Request A. On the page about the song "My Mind Is a Mountain," what position did the song reach on the UK Rock & Metal chart?
Request B. Reproduce, word for word, the part of the page about the song "My Mind Is a Mountain" running from "Deftones singles chronology" to "melodic to distorted.".

Document passage.

Single by Deftones

from the album Private Music
- Released: July 10, 2025
- Genre: Alternative rock; shoegaze; heavy metal; noise rock;
- Length: 2:50
- Label: Reprise; Warner;
- Composers: Chino Moreno; Stephen Carpenter; Fred Sablan; Frank Delgado; Abe Cunningham;
- Lyricist: Chino Moreno
- Producer: Nick Raskulinecz;

Deftones singles chronology
| "Ceremony" (2021) | "My Mind Is a Mountain" (2025) | "Milk of the Madonna" (2025) |

Music video
- "My Mind Is a Mountain" on YouTube

= My Mind Is a Mountain =

"My Mind Is a Mountain" (stylized in all lowercase) is a song by the American alternative metal band Deftones, released on July 10, 2025, as the lead single from their tenth album, Private Music. Marking their first new material in five years, the song was promoted with teasers on social media before premiering on Apple Music. It combines heavy guitar riffs with ambient textures and has been noted for drawing from multiple eras of the band's sound, including elements of shoegaze, industrial, and alternative metal. Produced by Nick Raskulinecz, the track features dynamic shifts in tone and intensity, with vocals ranging from melodic to distorted.

"My Mind Is a Mountain" peaked at number 2 on the US Bubbling Under Hot 100, Deftones' closest approach to the Billboard Hot 100 to date. Internationally, it reached number 88 on the UK singles chart and number 8 on the UK Rock & Metal chart. The song received generally positive reviews from critics, who praised its production and familiarity, though some noted a lack of innovation. A performance-based music video accompanied the release, depicting the band in a darkened space with stark lighting and growing flashes of color.

Information given.
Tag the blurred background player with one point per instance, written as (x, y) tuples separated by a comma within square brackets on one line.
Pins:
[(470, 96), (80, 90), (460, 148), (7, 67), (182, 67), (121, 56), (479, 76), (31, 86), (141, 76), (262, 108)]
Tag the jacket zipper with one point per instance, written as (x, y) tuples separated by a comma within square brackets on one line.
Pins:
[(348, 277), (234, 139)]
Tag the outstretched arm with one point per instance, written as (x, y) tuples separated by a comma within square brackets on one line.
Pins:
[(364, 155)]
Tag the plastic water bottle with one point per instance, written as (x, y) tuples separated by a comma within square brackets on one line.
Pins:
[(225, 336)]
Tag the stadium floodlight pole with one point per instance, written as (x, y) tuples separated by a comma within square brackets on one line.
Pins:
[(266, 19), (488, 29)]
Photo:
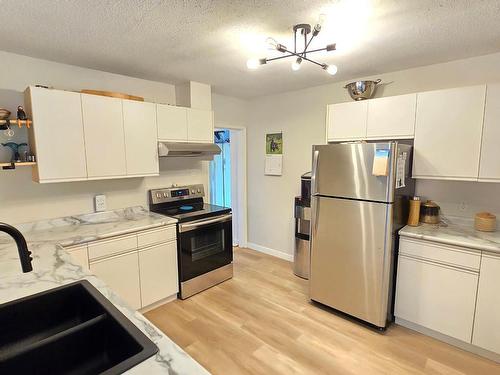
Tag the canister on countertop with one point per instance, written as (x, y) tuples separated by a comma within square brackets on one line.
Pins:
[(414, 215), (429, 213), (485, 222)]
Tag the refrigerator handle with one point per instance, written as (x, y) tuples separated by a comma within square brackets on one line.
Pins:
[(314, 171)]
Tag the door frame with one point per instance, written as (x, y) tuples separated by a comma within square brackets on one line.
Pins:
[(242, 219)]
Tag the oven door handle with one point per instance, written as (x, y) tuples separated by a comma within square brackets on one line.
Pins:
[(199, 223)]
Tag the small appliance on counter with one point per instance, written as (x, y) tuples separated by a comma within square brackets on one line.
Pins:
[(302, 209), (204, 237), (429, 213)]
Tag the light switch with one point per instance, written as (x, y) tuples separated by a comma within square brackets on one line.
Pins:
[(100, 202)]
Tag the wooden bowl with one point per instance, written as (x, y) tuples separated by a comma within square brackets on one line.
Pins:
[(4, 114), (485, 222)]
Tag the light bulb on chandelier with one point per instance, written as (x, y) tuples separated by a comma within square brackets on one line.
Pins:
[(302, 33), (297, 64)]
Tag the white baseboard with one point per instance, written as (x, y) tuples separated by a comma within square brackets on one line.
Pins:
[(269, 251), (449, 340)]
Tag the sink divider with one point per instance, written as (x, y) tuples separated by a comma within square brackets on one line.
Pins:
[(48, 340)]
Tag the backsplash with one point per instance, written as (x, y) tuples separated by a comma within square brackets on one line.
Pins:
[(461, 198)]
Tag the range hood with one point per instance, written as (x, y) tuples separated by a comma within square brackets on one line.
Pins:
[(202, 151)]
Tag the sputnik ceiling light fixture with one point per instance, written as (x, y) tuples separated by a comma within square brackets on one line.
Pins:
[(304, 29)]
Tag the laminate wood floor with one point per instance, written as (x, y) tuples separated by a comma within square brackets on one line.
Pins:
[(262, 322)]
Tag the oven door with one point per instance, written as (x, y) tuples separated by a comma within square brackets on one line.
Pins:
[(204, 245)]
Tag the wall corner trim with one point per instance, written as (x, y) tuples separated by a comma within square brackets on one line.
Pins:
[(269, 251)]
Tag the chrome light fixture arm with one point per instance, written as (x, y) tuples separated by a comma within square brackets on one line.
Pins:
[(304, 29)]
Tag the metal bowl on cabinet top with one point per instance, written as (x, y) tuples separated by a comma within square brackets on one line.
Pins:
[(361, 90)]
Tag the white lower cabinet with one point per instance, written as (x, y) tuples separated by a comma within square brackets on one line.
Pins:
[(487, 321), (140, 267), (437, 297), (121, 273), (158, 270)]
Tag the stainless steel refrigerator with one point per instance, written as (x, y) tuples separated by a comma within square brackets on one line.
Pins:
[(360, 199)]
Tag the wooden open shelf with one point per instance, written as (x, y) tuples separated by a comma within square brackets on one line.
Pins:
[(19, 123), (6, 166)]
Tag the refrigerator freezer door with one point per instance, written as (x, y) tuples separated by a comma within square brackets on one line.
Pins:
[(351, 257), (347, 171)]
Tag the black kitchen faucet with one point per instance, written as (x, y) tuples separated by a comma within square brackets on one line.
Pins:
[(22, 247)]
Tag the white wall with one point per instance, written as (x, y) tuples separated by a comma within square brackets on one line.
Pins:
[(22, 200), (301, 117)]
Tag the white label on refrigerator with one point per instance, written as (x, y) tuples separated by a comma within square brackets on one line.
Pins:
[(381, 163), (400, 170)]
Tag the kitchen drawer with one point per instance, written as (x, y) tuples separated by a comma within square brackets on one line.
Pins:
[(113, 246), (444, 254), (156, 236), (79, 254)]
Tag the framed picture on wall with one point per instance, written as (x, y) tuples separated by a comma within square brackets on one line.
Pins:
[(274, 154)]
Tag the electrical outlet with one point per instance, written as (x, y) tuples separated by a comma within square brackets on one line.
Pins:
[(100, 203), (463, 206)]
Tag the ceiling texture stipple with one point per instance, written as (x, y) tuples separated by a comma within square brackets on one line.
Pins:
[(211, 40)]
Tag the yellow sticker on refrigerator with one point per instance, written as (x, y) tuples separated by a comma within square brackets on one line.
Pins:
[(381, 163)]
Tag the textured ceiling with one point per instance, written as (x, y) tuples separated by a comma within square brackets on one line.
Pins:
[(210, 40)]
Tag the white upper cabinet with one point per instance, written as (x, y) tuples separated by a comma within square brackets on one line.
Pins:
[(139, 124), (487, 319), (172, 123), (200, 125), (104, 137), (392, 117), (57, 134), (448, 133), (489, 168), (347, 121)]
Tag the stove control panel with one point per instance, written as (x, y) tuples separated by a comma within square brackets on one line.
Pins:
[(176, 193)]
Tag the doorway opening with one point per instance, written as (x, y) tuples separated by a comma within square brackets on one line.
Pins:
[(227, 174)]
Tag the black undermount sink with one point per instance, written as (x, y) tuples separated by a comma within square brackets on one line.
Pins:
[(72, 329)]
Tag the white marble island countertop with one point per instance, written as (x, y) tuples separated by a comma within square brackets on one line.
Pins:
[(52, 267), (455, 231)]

...

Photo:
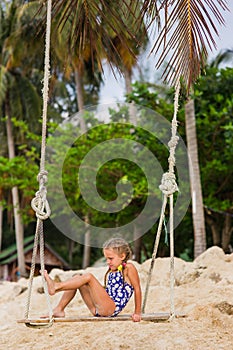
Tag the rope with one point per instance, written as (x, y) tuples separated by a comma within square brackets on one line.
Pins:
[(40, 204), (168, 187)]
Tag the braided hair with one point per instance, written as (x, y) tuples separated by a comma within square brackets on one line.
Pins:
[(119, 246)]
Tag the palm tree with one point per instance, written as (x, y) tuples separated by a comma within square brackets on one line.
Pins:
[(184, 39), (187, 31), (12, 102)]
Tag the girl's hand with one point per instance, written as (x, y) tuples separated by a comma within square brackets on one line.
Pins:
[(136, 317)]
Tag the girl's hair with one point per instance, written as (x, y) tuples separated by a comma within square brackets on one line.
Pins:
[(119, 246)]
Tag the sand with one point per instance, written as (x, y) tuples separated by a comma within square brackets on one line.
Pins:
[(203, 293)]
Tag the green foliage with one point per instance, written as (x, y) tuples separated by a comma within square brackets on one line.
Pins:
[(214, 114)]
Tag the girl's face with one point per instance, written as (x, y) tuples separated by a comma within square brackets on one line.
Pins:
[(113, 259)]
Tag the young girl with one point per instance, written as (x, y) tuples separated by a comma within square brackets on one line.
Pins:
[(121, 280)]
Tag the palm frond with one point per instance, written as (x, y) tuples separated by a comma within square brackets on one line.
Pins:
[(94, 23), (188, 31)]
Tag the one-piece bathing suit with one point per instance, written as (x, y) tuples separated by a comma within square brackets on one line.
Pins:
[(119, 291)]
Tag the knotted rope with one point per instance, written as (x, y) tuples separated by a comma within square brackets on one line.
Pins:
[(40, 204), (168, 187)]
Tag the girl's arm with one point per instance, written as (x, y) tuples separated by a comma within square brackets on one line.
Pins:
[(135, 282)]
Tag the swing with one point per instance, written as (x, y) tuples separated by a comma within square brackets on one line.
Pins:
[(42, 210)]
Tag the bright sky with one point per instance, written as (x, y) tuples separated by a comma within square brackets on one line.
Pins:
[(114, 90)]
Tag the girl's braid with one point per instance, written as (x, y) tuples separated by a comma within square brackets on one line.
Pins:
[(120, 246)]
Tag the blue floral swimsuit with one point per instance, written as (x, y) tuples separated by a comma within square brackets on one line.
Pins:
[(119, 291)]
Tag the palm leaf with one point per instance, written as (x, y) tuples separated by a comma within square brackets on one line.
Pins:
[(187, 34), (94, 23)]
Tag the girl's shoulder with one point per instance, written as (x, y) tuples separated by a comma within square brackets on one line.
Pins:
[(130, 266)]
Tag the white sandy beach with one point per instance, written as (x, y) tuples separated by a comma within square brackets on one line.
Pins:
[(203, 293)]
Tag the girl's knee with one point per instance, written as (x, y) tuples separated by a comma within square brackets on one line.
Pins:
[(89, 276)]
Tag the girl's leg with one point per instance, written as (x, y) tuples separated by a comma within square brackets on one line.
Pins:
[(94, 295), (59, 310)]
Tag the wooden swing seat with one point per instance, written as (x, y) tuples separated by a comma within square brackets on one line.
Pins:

* * *

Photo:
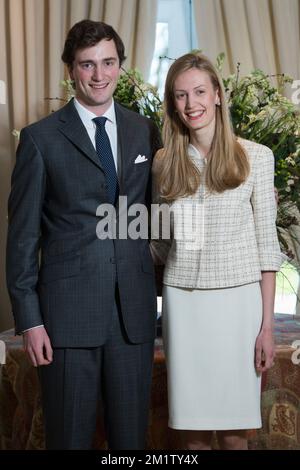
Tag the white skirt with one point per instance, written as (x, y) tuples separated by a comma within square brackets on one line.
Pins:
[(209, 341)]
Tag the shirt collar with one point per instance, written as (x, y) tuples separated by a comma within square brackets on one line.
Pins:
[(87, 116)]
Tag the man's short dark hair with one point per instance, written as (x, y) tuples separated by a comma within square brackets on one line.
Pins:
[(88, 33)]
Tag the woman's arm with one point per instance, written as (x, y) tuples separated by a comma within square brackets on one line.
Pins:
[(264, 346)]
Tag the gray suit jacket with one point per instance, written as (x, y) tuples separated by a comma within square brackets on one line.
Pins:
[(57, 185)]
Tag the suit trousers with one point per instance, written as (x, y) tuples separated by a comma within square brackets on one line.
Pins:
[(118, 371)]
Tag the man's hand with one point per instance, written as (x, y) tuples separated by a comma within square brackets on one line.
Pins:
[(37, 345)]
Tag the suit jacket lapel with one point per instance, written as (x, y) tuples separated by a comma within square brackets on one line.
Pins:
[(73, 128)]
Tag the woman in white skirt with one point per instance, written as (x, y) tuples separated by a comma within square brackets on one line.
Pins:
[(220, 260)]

Task answer A. Number 8.

Task answer B.
Deftones singles chronology
| "Ceremony" (2021) | "My Mind Is a Mountain" (2025) | "Milk of the Madonna" (2025) |

Music video
- "My Mind Is a Mountain" on YouTube

= My Mind Is a Mountain =

"My Mind Is a Mountain" (stylized in all lowercase) is a song by the American alternative metal band Deftones, released on July 10, 2025, as the lead single from their tenth album, Private Music. Marking their first new material in five years, the song was promoted with teasers on social media before premiering on Apple Music. It combines heavy guitar riffs with ambient textures and has been noted for drawing from multiple eras of the band's sound, including elements of shoegaze, industrial, and alternative metal. Produced by Nick Raskulinecz, the track features dynamic shifts in tone and intensity, with vocals ranging from melodic to distorted.